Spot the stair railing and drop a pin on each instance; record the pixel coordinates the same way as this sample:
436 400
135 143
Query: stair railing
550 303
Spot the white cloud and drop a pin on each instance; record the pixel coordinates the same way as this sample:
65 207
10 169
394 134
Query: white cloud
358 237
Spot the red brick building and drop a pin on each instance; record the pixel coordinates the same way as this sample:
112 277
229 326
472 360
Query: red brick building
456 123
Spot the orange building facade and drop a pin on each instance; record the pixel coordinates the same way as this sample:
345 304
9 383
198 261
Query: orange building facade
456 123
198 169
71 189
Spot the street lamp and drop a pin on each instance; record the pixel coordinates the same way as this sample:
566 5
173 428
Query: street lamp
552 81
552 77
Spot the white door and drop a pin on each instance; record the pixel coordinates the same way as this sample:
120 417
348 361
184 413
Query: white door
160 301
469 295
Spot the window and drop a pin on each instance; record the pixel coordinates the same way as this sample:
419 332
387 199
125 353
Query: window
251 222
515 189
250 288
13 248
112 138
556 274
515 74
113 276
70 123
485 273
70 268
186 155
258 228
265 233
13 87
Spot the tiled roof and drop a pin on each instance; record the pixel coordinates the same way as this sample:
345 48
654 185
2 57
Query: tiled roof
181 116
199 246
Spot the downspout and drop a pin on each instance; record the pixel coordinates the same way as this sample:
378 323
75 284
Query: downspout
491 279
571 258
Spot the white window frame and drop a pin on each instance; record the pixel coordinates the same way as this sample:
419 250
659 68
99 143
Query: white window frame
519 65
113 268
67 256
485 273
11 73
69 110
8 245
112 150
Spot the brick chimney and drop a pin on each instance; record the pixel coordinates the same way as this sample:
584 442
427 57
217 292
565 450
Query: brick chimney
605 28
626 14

·····

**What this task involves**. The entire listing is to be retyped exactly.

**Your solution**.
Spot the stair railing and drop a pin on each instance; record the pixel coordinates the same way as this sample:
436 400
135 143
Query: stair railing
550 303
Spot the white cloud and drop a pin on each instance; record the pixel coordinates the same way as this sample:
65 207
10 169
394 134
Query: white cloud
358 237
Spot the red brick building and drop a pin on each instance; record the pixel coordinates the same way as this sample:
112 277
229 326
472 360
Query: red brick building
456 123
Spot the orange building facade and drop a pin on each instance; record the pixel coordinates the same way as this sample:
345 304
9 383
198 261
Query: orange building facade
456 123
198 169
71 189
Spot the street lamp and drop a pin on each instance; record the pixel coordinates the same way as this sample:
566 5
173 428
Query: street lamp
552 81
552 77
Spot the white door and drop a pin on each instance; record the pixel coordinates the same way as this sample:
120 417
348 361
184 413
Query: white door
160 301
469 295
Spot the window and drop a pin on each instance; record the pixel coordinates the same way as this sample:
419 332
387 199
125 353
Query: window
251 222
515 189
250 288
13 248
112 138
556 274
515 74
113 276
70 123
485 273
70 268
186 155
258 228
265 233
13 87
Spot the tiled roof and drop a pin on each instance; record the pixel coordinates the same way as this sample:
345 48
654 185
2 57
Query: tiled roof
181 116
199 246
Spot the downspout and drop a pin on each instance; record the pixel coordinates the same way as this sample:
378 323
75 284
Query: downspout
491 279
571 258
Spot the white window frame and drop a pin on each instance; record the pixel coordinates the same way as this sample:
419 250
659 68
99 143
Query: white window frame
519 65
113 268
67 256
485 273
11 73
69 110
8 245
112 150
Spot the brick chimney and drop a pin on each instance; record the pixel coordinates the same way as this sample:
584 442
427 57
217 292
565 450
Query: brick chimney
605 28
626 14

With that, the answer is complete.